ARTICLE.
::::::::::

Royale Airlines
| IATA | ICAO | Call sign |
| OQ | RAY | ROYALE AIR |
- Commenced operations: 1968; 58 years ago
- Ceased operations: 1989; 37 years ago
- Operating bases: Shreveport Regional Airport
- Hubs: Houston Intercontinental Airport & Louis Armstrong New Orleans International Airport
- Alliance: Continental Airlines
- Fleet size: See Fleet below
- Destinations: See Destinations below
- Headquarters: Shreveport, Louisiana, United States

= Royale Airlines =

American regional airline

Royale Airlines was a regional airline with headquarters on the grounds of Shreveport Regional Airport (SHV) in Shreveport, Louisiana.

::::::::::

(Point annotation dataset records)

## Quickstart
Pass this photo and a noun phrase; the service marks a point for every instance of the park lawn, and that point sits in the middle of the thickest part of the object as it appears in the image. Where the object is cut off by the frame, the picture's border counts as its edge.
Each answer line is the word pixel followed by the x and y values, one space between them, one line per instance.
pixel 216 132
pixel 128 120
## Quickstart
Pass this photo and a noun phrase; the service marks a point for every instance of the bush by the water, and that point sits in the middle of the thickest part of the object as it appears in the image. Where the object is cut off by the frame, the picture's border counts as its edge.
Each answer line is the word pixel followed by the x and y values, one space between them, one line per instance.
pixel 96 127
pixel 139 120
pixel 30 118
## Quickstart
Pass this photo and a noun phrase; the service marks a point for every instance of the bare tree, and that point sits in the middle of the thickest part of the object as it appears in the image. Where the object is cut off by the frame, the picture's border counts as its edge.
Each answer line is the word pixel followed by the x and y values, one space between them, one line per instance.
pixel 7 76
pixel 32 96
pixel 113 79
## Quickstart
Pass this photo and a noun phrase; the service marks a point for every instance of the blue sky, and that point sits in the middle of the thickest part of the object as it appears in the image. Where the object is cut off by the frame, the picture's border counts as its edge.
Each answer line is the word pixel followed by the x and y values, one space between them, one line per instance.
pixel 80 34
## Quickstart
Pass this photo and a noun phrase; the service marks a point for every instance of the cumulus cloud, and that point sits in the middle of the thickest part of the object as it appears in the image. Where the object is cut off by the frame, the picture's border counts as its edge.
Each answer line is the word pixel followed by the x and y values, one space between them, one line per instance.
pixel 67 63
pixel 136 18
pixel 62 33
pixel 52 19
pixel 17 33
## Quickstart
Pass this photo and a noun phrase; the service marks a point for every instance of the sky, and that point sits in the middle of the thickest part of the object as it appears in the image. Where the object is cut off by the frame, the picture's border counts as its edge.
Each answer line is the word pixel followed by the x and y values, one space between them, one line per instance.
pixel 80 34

::::::::::

TASKS TO PERFORM.
a - List every airport named in the Royale Airlines article.
b - According to the Royale Airlines article, in what year did the airline cease operations?
The rows are not needed for this work.

EXERCISE RESPONSES.
a - Shreveport Regional Airport (SHV), Houston Intercontinental Airport, and Louis Armstrong New Orleans International Airport

b - 1989